GIVEN EXERCISE: Can you copy out the entries below, unchanged, from the line with "Place one keypoint on each instance of the dark suit" through the last line of the entries?

DATA PROVIDED:
● ● ● ● ● ● ●

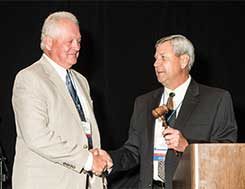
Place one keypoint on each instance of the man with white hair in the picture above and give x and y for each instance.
(55, 123)
(196, 113)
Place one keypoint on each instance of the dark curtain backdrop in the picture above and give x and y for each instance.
(117, 56)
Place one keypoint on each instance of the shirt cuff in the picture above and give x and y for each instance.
(89, 163)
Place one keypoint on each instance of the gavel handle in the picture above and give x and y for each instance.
(164, 124)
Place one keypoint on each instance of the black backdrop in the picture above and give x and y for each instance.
(117, 55)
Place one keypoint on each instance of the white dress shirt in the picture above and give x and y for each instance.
(62, 73)
(160, 147)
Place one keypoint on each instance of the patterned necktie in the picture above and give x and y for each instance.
(170, 118)
(78, 105)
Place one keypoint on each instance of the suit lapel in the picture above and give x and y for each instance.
(155, 101)
(190, 101)
(53, 76)
(88, 106)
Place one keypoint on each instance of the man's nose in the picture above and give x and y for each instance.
(76, 45)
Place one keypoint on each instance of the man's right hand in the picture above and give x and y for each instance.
(101, 161)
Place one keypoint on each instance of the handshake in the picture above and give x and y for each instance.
(101, 161)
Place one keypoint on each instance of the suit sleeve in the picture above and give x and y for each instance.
(32, 120)
(224, 126)
(128, 155)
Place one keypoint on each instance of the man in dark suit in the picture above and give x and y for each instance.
(203, 114)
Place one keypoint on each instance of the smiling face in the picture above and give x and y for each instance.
(171, 70)
(64, 47)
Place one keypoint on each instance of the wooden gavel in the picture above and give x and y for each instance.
(160, 113)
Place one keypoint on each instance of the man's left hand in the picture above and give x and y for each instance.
(174, 139)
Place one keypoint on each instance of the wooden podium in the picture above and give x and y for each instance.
(211, 166)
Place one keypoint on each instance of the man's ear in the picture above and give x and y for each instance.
(48, 41)
(184, 60)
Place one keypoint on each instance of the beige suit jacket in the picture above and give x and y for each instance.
(51, 146)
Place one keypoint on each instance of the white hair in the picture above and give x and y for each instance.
(181, 45)
(51, 27)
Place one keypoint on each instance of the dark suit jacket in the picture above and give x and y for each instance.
(206, 115)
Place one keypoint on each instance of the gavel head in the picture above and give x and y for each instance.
(160, 111)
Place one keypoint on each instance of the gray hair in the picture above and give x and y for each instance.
(181, 45)
(51, 27)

● ● ● ● ● ● ●

FINISHED EXERCISE:
Place one keypoint on each instance of the dark suit jacket in the picture above and give x and y for each instance.
(206, 115)
Place one keypoint on each instance of the gavel head in the picture above and give x and y for each instance.
(160, 111)
Place one keypoint on each instance of the gray hair in the picture above and give x and y for each instance.
(181, 45)
(51, 27)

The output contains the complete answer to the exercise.